Provided entries
********
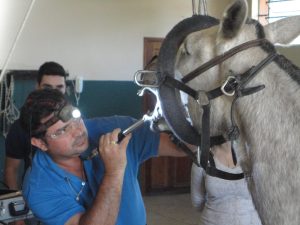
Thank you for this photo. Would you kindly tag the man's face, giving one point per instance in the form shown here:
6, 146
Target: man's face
64, 140
53, 82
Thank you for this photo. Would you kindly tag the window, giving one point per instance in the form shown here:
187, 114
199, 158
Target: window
272, 10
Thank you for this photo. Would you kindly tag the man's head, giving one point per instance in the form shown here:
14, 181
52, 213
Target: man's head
52, 75
47, 116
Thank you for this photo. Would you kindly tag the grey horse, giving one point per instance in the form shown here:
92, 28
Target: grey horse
268, 120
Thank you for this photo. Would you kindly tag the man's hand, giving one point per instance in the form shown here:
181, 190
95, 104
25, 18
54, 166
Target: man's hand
113, 154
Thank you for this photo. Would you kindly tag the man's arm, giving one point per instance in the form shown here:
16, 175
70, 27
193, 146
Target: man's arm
11, 171
106, 205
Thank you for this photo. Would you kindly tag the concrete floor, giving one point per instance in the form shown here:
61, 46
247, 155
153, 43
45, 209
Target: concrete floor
173, 209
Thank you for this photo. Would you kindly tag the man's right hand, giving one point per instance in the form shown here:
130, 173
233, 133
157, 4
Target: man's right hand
113, 154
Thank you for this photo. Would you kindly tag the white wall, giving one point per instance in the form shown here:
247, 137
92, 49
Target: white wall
98, 39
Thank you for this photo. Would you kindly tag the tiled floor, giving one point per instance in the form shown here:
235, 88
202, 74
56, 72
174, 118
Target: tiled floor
174, 209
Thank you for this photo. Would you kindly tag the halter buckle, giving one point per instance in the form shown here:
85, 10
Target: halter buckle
202, 98
228, 88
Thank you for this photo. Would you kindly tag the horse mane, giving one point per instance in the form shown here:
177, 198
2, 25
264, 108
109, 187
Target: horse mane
284, 63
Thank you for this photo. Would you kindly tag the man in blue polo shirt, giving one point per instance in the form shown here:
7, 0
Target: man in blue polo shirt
65, 184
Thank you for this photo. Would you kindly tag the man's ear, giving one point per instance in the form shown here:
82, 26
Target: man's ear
39, 143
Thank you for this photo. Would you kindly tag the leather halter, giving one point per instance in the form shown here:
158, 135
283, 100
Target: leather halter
168, 92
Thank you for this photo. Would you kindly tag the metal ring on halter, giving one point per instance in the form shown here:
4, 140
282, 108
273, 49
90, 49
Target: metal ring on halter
139, 81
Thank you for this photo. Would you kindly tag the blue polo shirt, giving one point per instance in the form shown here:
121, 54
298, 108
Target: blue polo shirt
55, 195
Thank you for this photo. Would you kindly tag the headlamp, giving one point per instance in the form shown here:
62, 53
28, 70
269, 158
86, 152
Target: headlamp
64, 114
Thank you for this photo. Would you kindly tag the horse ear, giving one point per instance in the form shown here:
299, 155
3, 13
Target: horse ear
233, 19
283, 31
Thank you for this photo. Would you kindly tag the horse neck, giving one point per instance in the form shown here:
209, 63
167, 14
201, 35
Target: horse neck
273, 113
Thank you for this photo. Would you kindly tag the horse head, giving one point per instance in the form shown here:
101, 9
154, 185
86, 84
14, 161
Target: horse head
233, 30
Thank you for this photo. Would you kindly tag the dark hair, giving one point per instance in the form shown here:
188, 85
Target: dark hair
51, 68
38, 105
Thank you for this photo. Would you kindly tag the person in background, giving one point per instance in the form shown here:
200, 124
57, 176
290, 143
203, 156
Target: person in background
51, 75
17, 147
81, 173
222, 201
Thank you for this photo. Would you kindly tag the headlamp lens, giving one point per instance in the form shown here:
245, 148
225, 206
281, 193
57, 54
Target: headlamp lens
66, 113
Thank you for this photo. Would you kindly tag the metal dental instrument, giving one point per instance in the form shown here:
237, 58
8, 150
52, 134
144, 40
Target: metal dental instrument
137, 124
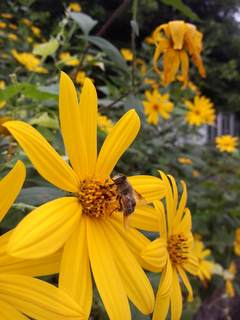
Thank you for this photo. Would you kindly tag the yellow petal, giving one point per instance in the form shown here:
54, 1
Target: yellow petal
88, 114
72, 126
10, 186
177, 30
117, 142
135, 281
155, 253
105, 272
135, 240
145, 218
7, 312
161, 307
176, 298
38, 299
75, 276
44, 158
149, 187
45, 230
186, 282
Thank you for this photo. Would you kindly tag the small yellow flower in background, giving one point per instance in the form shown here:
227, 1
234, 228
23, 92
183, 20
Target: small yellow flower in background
36, 31
68, 60
176, 40
74, 6
29, 60
237, 242
104, 123
88, 224
172, 253
127, 54
205, 269
7, 15
26, 21
229, 276
201, 111
157, 105
184, 160
20, 293
226, 143
3, 25
12, 36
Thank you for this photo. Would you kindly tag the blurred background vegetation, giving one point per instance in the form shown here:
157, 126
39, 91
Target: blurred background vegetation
93, 41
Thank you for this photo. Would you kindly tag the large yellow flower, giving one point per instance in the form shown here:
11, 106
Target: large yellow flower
201, 111
86, 223
172, 253
176, 40
29, 61
19, 293
157, 104
226, 143
205, 269
237, 242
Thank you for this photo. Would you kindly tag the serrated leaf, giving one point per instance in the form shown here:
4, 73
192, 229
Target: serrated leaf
47, 48
111, 51
179, 5
85, 22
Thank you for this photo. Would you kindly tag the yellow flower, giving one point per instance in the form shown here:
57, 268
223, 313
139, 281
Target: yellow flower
104, 124
172, 253
237, 242
3, 25
74, 6
26, 21
229, 276
226, 143
12, 36
176, 40
20, 293
36, 31
205, 268
201, 111
87, 223
7, 15
127, 54
29, 61
68, 60
157, 104
184, 160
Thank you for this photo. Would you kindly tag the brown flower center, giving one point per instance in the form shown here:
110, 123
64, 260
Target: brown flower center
********
Task statement
Look over the listing above. Pick out and copy every line that includes "brown".

Expected answer
Thank you for this photo. Would you kindly tag the brown flower center, giving one point per instance in the form shown here:
Target: brown flower center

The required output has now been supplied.